## Page excerpt
⁂
Page MenuHomePhabricator

Logstash down for MediaWiki
Closed, ResolvedPublic

Description

Around 12:30 UTC today, Logstash stopped accepting messages from MediaWiki.

From https://logstash.wikimedia.org/app/kibana#/dashboard/mediawiki-errors


Impact
  • Blocks MediaWiki deployments, as Scap checks Logstash during the canary phase.
  • Workflow for verifying changes from mwdebug1002 servers false-positively suggests there are no problems. (which unlike the main dashboard, does not appear suspicious because most requests produce no errors and these servers receive no other traffic, so no errors is the default).
  • Engineering teams working on MediaWiki have no visibility into operational problems from the PHP core.

Event Timeline

Krinkle created this task.Jul 15 2019, 6:33 PM
Restricted Application added a subscriber: Aklapper. · View Herald TranscriptJul 15 2019, 6:33 PM
Krinkle triaged this task as Unbreak Now! priority.Jul 15 2019, 6:33 PM
Restricted Application added a subscriber: Liuxinyu970226. · View Herald TranscriptJul 15 2019, 6:33 PM
CDanis added a subscriber: CDanis.Jul 15 2019, 6:33 PM
Krinkle updated the task description. (Show Details)Jul 15 2019, 6:36 PM

@jcrespo said on #wikimedia-operations "<jynus> robh: see eqsin mails" when talking about this issue, see P8748.
⁂
## Recorded information
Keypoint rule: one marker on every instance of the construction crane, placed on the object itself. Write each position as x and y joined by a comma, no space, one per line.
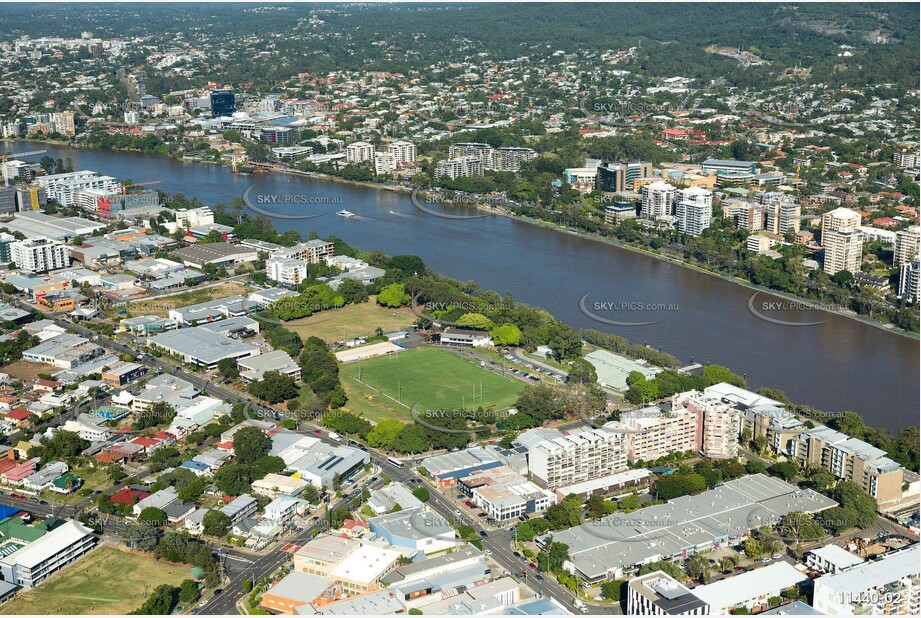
7,155
126,185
⁂
## What this exercise asks
(a) Write out the stretch of the Logstash outage report from "Logstash down for" through "is the default)." again, swapping "deployments" for "releases".
(b) Pick up the Logstash outage report at its final line and carry it on.
The material is separate from the Logstash outage report.

## Results in order
(a)
Logstash down for MediaWiki
Closed, ResolvedPublic

Description

Around 12:30 UTC today, Logstash stopped accepting messages from MediaWiki.

From https://logstash.wikimedia.org/app/kibana#/dashboard/mediawiki-errors


Impact
  • Blocks MediaWiki releases, as Scap checks Logstash during the canary phase.
  • Workflow for verifying changes from mwdebug1002 servers false-positively suggests there are no problems. (which unlike the main dashboard, does not appear suspicious because most requests produce no errors and these servers receive no other traffic, so no errors is the default).

(b)
I never talked about this issue, and had not idea why @Urbanecm thoughout I was talking about this while I was having a private conversation with other person.

jcrespo removed a subscriber: jcrespo.Jul 15 2019, 6:48 PM

I'm sorry, I thought so because said conversation directly followed the report from @Daimona.

Huh, when I first reported I thought someone already knew about this. Anyway. Looking at this I see there has been a spike around 12:20-30, which is right before data stopped to flow. It's also interesting to note that, apparently, there hasn't been any drop in the amount of data, which was in fact replaced by these errors. So something is wrong with Elastic (?).

Krinkle added a subscriber: jcrespo.EditedJul 15 2019, 7:17 PM

@jcrespo said on #wikimedia-operations "<jynus> robh: see eqsin mails" when talking about this issue, see P8748.

I never talked about this issue, and had not idea why @Urbanecm thoughout I was talking about this while I was having a private conversation with other person.

I'm sorry, I thought so because said conversation directly followed the report from @Daimona.

For the record, @jcrespo was replying to RobH about an unrelated topic in response to messages from the wikibugs and icinga-wm bots.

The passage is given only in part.